--- Dataset ---

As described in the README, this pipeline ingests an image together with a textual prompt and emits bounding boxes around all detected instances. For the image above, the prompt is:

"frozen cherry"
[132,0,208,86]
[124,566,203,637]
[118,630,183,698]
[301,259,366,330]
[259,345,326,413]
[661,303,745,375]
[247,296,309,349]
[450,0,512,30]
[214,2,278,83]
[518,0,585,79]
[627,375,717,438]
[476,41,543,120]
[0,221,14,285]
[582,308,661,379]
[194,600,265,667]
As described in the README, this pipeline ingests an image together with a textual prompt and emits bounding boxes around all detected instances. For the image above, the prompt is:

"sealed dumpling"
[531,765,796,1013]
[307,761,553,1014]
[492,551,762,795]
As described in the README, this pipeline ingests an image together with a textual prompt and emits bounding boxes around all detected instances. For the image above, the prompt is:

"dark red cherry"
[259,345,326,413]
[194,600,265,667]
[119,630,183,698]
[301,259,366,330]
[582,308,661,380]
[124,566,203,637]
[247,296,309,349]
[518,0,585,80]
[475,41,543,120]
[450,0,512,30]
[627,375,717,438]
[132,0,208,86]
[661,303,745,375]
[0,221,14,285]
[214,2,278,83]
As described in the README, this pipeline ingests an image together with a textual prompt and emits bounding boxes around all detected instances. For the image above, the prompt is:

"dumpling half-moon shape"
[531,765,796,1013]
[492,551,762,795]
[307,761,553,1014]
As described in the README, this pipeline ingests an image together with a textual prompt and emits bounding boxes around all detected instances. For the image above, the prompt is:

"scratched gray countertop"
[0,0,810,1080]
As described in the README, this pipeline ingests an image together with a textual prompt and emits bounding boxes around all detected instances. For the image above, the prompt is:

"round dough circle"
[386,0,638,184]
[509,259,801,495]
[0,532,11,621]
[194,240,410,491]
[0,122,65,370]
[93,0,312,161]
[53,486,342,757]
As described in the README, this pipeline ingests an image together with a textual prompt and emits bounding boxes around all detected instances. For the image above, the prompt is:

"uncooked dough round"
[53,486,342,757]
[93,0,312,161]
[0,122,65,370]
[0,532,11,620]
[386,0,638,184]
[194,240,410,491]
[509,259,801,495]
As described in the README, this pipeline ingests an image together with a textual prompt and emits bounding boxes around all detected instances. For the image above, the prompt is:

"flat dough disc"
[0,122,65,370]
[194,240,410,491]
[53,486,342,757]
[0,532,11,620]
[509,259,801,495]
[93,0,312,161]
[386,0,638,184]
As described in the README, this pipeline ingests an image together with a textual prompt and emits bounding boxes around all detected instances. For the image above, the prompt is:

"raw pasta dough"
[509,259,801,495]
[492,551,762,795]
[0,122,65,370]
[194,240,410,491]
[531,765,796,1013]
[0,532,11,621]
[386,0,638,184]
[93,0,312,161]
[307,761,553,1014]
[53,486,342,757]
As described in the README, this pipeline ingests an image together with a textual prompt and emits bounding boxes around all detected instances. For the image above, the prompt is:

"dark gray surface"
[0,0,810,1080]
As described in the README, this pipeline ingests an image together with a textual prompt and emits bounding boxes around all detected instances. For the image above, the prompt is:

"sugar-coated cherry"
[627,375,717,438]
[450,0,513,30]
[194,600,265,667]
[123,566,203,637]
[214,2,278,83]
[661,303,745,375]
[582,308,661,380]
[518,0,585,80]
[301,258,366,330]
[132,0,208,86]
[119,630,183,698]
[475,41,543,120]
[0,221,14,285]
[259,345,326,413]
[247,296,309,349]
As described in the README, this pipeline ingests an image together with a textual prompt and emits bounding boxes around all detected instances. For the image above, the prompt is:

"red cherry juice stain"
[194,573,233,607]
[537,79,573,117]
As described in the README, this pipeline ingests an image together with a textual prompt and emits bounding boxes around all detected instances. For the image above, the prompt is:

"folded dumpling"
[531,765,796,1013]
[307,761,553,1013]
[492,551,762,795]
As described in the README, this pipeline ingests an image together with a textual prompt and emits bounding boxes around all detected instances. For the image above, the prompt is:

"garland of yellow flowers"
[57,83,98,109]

---

### Stated problem
Reproduce word for word the entries from the very beginning through the line containing "[518,0,585,79]", including both the first line and that final line.

### Written answer
As described in the README, this pipeline ingests an image together with a textual prompt and emits bounding boxes around all detected instances. For the image above, the prompt is:

"frozen cherry"
[132,0,208,86]
[124,566,203,637]
[118,630,183,698]
[301,259,366,330]
[259,345,326,413]
[661,303,745,375]
[247,296,309,349]
[450,0,512,30]
[214,2,278,83]
[518,0,585,79]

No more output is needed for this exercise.